Task list:
1. Write out everything in the passage on Mr. Jordan's early legal career from "Mr. Jordan was born" down to "1948 to 1951.", substituting "government work" for "public service".
2. Extend the account of Mr. Jordan's law career past its final sentence.

Text section:

Mr. Jordan was born in Winton, North Carolina in 1921 and attended the University of North Carolina at Chapel Hill where he graduated in 1942.  He received his law degree there in 1948, having served on the Board of Editors of the Law Review.  Upon graduation, Mr. Jordan opted for public service with the North Carolina Attorney General's Office, rather than accepting a job offer with the New York Stock Exchange in New York.  In addition to his parents being against the idea, Raleigh was considerably closer to his hometown than was New York City.  He began his law career under the guidance of Attorney General Harry McMullan, who served as North Carolina's Attorney General from 1938 to 1955.  Mr. Jordan served in the Attorney General's office from 1948 to 1951.   

Beginning immediately, Mr. Jordan gained a tremendous amount of trial experience in both civil and criminal cases, as well as, appellate experience before the Supreme Court.  At the time, there was no intermediate Court of Appeals in the State.  As a consequence, during the 1950s and early 1960s, the North Carolina Supreme Court was one of the busiest in the country, and was faced with a number of appeals on a range of issues.1  Therefore, many of the cases in which Mr. Jordan was involved in from the beginning of his career, were appealed directly to the Supreme Court from trial court.2  Ultimately, as a result of an overburdened Supreme Court, the General Assembly submitted a proposal in 1965 to amend Article IV of the North Carolina Constitution to add an intermediate Court of Appeals which was overwhelmingly approved by voters in November of 1965.  The General Assembly enacted legislation creating the Court of Appeals in 1967.

While working for Attorney General McMullan, Mr. Jordan also clerked for Justice Aaron A. F. Seawell of the North Carolina Supreme Court.3  Justice Seawell was nearing the end of a long and distinguished career as a jurist and was not provided a law clerk, so Justice Seawell asked Mr. McMullan if he could share Mr. Jordan’s services.  In the end, Mr. Jordan balanced his time clerking for Justice Seawell and attending to his regular duties with the Attorney General’s office.  Mr. Jordan left the Attorney General’s office in 1951 to enter private practice.  The largest law Firm in the State offered him a position as an associate.   However, Mr. Jordan declined the offer, and in 1951 opened a one room office in the Masonic Temple building located at 133 Fayetteville Street in downtown Raleigh.4  At that time, the General Assembly was considering legislation which would have shifted the collection of taxes to the alcohol beverage wholesaler.  A major wholesaler in eastern North Carolina, with three days’ advance notice, asked Mr. Jordan to attend a legislative committee meeting and speak against the bill.  Mr. Jordan did so and influenced the demise of the proposed legislation.  This success led to one of Mr. Jordan’s first client, the North Carolina Wholesalers Association.  With this initial client onboard, the new law practice had a “paying client”, a source of income to pay the bills in the early years, and enabled the expansion and growth of the practice.

Data segment:
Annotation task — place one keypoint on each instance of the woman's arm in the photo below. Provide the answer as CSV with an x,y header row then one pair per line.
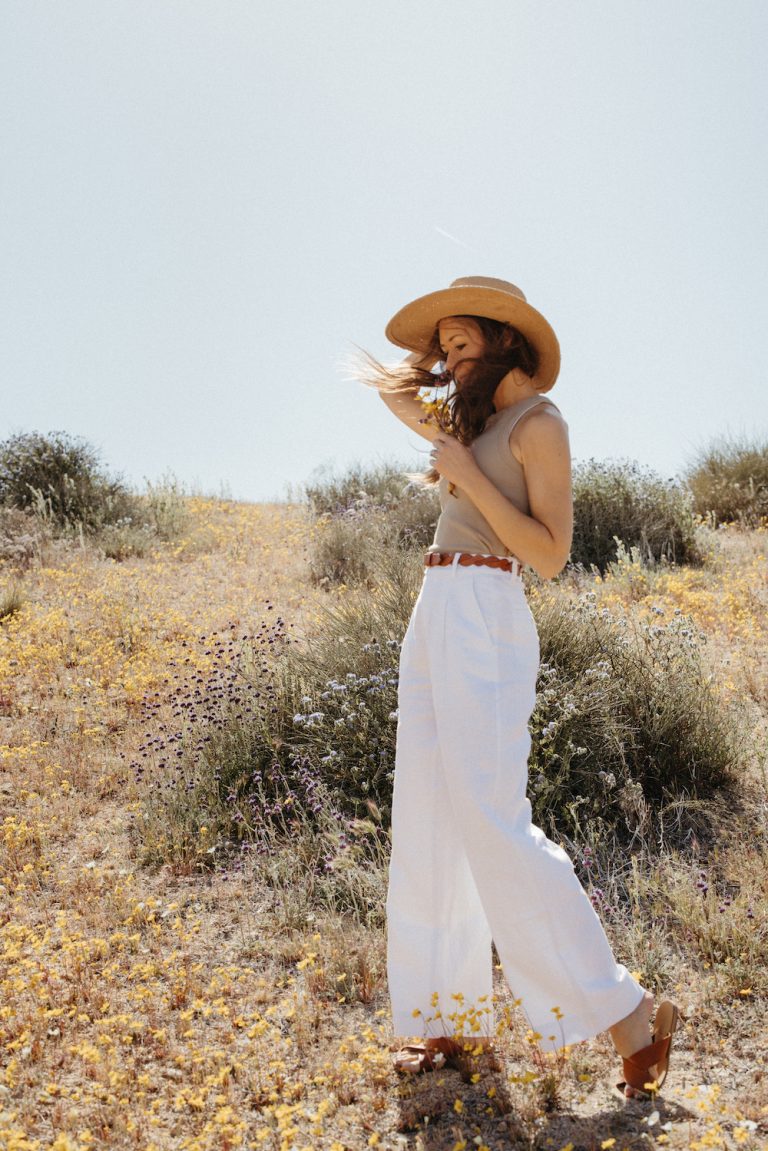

Results of the exercise:
1.
Mr. Jordan was born in Winton, North Carolina in 1921 and attended the University of North Carolina at Chapel Hill where he graduated in 1942.  He received his law degree there in 1948, having served on the Board of Editors of the Law Review.  Upon graduation, Mr. Jordan opted for government work with the North Carolina Attorney General's Office, rather than accepting a job offer with the New York Stock Exchange in New York.  In addition to his parents being against the idea, Raleigh was considerably closer to his hometown than was New York City.  He began his law career under the guidance of Attorney General Harry McMullan, who served as North Carolina's Attorney General from 1938 to 1955.  Mr. Jordan served in the Attorney General's office from 1948 to 1951.

2.
In the mid-1950s, Mr. Jordan moved into the First Citizens Bank & Trust Building in downtown Raleigh.  During these years he continued his trial practice and the honing of litigation skills which would serve him well in the future.  Mr. Jordan's first associate, William Dawkins, assisted him with some of his criminal trials including at least one murder trial.  In the late 1950s Herbert Toms joined the Firm and its name became Jordan & Toms.  In addition to his young law practice,  Mr. Jordan participated actively in the political arena, serving in the State Senate for three regular sessions and one special session (1959, 1961 and 1963), and ran as a candidate for Lieutenant Governor in 1964.  After this time in elective office and traveling the State widely, while at the same time expanding his law practice, Mr. Jordan focused full-time on the practice of law, beginning a period of substantial Firm growth.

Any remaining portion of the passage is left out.